## SECÇÃO DO DOCUMENTO
No espaço de uma década, esta crise humanitária quase duplicou face aos 65 milhões de deslocados registados em 2015, ilustrando a dimensão de uma realidade que se agrava por várias regiões do planeta. Face a 2023, o ano passado trouxe um aumento de cerca de 7 milhões de pessoas deslocadas (6 por cento mais).

Na segunda metade de 2024, e até o final de abril de 2025, o relatório da ACNUR estima, no entanto, que o número global de pessoas deslocadas à força terá caído ligeiramente, em 1 por cento, para 122,1 milhões – a primeira diminuição registada em mais de uma década.

A agência das Nações Unidas sublinha que, ao contrário da perceção existente em muitos países desenvolvidos, 60% das pessoas deslocadas à força não abandonam o país de origem e que, dos refugiados que o fazem, dois em cada três vivem em países vizinhos e três em cada quatro em economias em desenvolvimento.

Países que geram mais deslocados

O Sudão tornou-se o país com o maior número de deslocados forçados no mundo, com 14,3 milhões de pessoas afetadas pela guerra civil que se intensificou nos últimos anos. A crise sudanesa provocou grandes fluxos de refugiados para países vizinhos como o Chade, o Sudão do Sul e a Líbia, que acolhem a vasta maioria desses deslocados.

A Síria, que durante anos liderou esta triste estatística, ocupa agora a segunda posição neste relatório da ACNUR, com 13,5 milhões de deslocados. Apesar de uma recente onda de regressos espontâneos ao país, após a queda do regime de Bashar al-Assad em 2024, milhões de sírios continuam a viver fora das suas casas devido a mais de uma década de guerra civil.

O Afeganistão surge em terceiro lugar, com 10,3 milhões de deslocados. A combinação de décadas de conflito, repressão sob o regime talibã e deportações forçadas do Irão e do Paquistão explicam estes números, apesar da diminuição no número total de refugiados afegãos em 2024.

A Ucrânia, ainda assolada pela guerra iniciada pela Rússia em 2022, ocupa o quarto lugar com 8,8 milhões de deslocados. A maioria dos refugiados ucranianos está concentrada em países europeus, como Alemanha, Polónia e Chéquia.

Países que mais geram refugiados internacionais

A população global de refugiados internacionais diminuiu em 2024 em 613.600 pessoas (-1%), totalizando 42,7 milhões. Desses, 69% provêm de apenas cinco países:

Síria (cerca de 6 milhões)

Um em cada seis refugiados era sírio, apesar da diminuição de 6% em 2024, para 6 milhões. Como nos anos anteriores, a maioria deles foi acolhida pela Turquia (2,9 milhões, -10%), Líbano (755.400, -4%), Alemanha (725.100, +3%) e Jordânia (611.500, -6%).

## EXCERTO DOS DADOS

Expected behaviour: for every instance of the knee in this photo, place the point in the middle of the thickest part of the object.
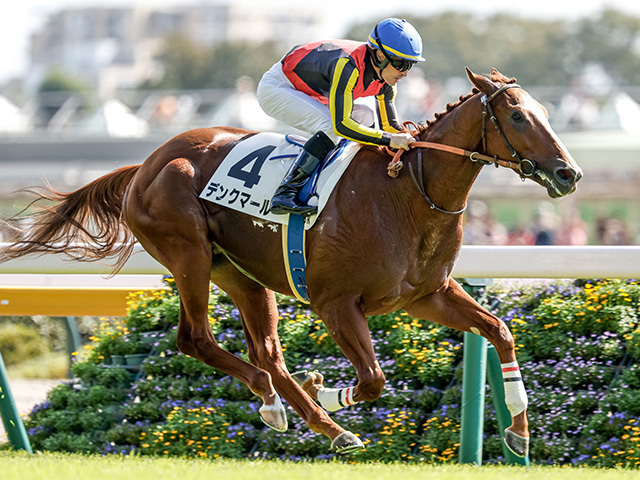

## OBJETIVO DA TAREFA
Continua o texto sobre os deslocados à força no mundo a partir da última frase apresentada.

## RESULTADO DA TAREFA
Afeganistão (cerca de 5,8 milhões)

Aproximadamente 5,8 milhões de refugiados afegãos foram registados no final do ano, uma queda de 10% em comparação ao final de 2023. A República Islâmica do Irão (3,5 milhões, -7%) e o Paquistão (1,6 milhão, -22%) continuaram como os principais países de acolhimento de refugiados afegãos.

Ucrânia (cerca de 5 milhões)

O relatório da ACNUR refere que “o número de refugiados ucranianos acolhidos na Europa era de mais de 5 milhões no final de 2024”. A maioria foi acolhida na Alemanha (1,2 milhão, +10%), Polónia (991.200, +4%) e Chéquia (388.400, +4%).

Sudão do Sul (cerca de 2,3 milhões)

Havia 2,3 milhões de refugiados do Sudão do Sul no final do ano, “um número inalterado em relação ao ano anterior”. A maioria foi acolhida no Uganda (975.000), Sudão (613.100) e Etiópia (420.100).

Sudão (cerca 2,1 milhões)

“O número de refugiados sudaneses aumentou em 40%, alcançando 2,1 milhões até final de 2024”, denuncia o relatório divulgado. Quase todos os refugiados do Sudão (93%) foram acolhidos por países vizinhos, incluindo o Chade (1,1 milhões, +20%), Sudão do Sul (487.700, +36%) e Líbia (199.400, um aumento de 200 vezes).

Países que mais acolhem refugiados

Os países que mais acolhem refugiados em números absolutos são:

Irão – 3,5 milhões (principalmente afegãos)

Turquia – 2,9 milhões (sobretudo sírios)

Colômbia – 2,8 milhões (principalmente venezuelanos)

Alemanha – 2,7 milhões (ucranianos, sírios, afegãos)

Uganda – 1,8 milhões (sul-sudaneses e congoleses)

Em termos proporcionais à população nacional, no entanto, os países de acolhimento com maior peso de refugiados foram, em 2024, Líbano (1 refugiado para cada 8 habitantes), Chade (1 para cada 16) e Jordânia (1 para cada 16).

Segundo o relatório da ACNUR, três em cada quatro refugiados vivem em países em desenvolvimento, com 67% acolhidos por países vizinhos ao de origem, refletindo a geopolítica regional dos deslocamentos.

Entre as causas principais dos deslocamentos estão conflitos armados prolongados, como na Síria, Sudão, Ucrânia e Afeganistão; crise económica e autoritarismo, como no caso da Venezuela; e perseguições étnicas, religiosas ou políticas, especialmente em Myanmar e algumas regiões do Sahel africano.

Países que recebem mais pedidos de asilo

O relatório do ACNUR inclui também estatísticas relativas aos países que recebem mais pedidos de asilo. A lista é encabeçada, por larga margem, pelos Estados Unidos (729 mil só na primeira metade de 2024), seguidos do Egito (433 mil para todo o ano), Alemanha (229 mil), Canadá (174 mil) e Espanha (167 mil, muitos deles colombianos, venezuelanos e ucranianos).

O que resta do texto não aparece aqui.